YOUR INSTRUCTIONS: Look below. Copy each line that has "pixel" in it.

*** RECORDED DATA ***

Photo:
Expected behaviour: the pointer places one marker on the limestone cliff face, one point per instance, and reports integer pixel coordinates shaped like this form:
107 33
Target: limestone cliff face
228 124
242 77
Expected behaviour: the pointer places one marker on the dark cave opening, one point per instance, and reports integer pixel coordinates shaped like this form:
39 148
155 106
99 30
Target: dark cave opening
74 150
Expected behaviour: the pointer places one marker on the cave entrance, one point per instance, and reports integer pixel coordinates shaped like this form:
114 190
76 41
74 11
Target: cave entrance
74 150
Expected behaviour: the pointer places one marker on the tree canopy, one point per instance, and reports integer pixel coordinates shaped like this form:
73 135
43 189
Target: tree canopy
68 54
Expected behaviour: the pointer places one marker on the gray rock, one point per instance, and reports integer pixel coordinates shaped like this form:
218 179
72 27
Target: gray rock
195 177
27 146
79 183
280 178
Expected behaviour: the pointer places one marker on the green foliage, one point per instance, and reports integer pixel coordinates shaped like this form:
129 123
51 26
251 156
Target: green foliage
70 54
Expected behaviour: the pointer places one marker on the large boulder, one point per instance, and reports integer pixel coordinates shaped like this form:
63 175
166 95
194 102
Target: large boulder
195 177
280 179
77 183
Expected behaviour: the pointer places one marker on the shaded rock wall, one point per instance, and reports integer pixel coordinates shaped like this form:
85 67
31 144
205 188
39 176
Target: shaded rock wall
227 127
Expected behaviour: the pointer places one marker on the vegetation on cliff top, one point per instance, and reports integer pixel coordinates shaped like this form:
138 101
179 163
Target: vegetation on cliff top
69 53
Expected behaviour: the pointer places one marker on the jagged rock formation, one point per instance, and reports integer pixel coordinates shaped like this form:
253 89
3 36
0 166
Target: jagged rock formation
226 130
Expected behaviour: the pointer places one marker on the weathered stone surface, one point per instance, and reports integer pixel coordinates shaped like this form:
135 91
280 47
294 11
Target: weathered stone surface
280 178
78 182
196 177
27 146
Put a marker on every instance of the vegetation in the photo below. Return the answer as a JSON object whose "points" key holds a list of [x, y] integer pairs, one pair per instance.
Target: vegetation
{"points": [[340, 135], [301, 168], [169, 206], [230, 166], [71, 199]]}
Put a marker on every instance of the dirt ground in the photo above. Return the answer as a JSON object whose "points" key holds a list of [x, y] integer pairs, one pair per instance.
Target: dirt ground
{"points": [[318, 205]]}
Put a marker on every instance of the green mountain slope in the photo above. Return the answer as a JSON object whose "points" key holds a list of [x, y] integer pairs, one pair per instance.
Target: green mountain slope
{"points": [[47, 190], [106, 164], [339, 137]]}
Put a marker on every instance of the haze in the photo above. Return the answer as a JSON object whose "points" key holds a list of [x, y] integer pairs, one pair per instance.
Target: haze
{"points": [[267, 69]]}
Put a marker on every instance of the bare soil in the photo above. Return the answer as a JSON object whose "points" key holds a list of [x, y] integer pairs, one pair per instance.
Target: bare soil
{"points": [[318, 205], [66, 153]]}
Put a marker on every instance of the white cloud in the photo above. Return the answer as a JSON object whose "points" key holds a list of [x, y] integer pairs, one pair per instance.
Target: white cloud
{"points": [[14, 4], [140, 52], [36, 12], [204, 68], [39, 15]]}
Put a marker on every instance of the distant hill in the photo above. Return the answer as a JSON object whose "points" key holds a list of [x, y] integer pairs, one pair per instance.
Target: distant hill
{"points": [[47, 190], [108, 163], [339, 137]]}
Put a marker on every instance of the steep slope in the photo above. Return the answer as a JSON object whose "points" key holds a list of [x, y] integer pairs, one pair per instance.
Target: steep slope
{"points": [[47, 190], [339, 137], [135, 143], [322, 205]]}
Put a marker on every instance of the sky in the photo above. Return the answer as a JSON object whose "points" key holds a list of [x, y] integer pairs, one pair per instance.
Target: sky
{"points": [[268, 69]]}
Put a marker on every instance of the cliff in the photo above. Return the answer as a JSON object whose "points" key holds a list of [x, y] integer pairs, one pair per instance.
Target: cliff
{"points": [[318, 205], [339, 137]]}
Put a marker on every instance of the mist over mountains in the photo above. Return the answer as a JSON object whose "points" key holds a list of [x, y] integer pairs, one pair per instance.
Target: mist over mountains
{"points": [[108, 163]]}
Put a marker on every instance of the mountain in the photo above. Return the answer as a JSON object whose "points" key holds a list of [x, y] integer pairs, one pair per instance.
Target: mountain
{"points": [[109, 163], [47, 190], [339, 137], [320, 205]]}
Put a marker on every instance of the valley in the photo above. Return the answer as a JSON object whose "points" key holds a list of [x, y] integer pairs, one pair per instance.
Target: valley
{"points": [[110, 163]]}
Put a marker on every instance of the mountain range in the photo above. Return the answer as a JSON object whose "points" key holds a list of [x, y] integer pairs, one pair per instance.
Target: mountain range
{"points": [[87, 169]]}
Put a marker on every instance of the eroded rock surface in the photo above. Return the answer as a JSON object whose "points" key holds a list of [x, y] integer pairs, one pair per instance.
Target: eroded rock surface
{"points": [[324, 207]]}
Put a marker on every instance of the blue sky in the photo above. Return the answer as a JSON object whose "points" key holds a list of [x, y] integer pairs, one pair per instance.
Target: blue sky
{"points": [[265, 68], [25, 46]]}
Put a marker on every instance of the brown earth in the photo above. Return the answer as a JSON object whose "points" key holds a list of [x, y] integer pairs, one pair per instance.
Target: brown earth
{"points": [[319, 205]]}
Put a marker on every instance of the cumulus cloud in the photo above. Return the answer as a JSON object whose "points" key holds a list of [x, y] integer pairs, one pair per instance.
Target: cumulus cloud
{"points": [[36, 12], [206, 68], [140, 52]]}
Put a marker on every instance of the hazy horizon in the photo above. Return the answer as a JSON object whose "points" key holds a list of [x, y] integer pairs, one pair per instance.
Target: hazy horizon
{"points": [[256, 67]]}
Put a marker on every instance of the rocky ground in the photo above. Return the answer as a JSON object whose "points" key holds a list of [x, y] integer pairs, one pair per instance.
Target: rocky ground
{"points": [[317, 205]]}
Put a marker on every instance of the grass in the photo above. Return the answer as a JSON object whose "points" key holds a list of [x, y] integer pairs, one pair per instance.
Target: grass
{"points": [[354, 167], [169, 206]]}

*** End of RECORDED DATA ***

ANSWER TO THE EXERCISE:
Expected behaviour: the pointer places one marker on the limestone cliff face, one point per instance, and reports integer pixel coordinates shaped like this form:
Expected behaviour: the pointer places one marker on the dark cave opening, one point per instance, and reports integer pixel coordinates shaped like this form:
Expected behaviour: the pointer places one marker on the cave entrance, one point per instance, and reports integer pixel coordinates shaped like this form:
Expected behaviour: the pointer places one marker on the tree canopy, one point per instance, and reports integer pixel coordinates shaped like this form:
Expected behaviour: the pointer places one marker on the gray rock, one point per instance, and reports integer pixel coordinates shaped like this form:
Expected behaviour: the pointer places one marker on the green foliage, one point per instance, and reports integer pixel coordinates shaped like this form:
Expected behaviour: the pointer places one marker on the large boulder, one point per instance, and reports integer pixel coordinates shaped like this form:
Expected behaviour: the pointer places one marker on the shaded rock wall, one point per instance, and reports integer pixel coordinates shaped like this form:
Expected behaviour: the pointer places one marker on the vegetation on cliff top, one point per instance, and reports integer pixel coordinates shaped like this form:
Expected behaviour: the pointer places one marker on the jagged rock formation, one point per instance, and reports integer pixel coordinates shaped like this form:
Expected behaviour: the pointer places one marker on the weathered stone surface, one point per instance, and reports integer pixel coordinates shaped like this form:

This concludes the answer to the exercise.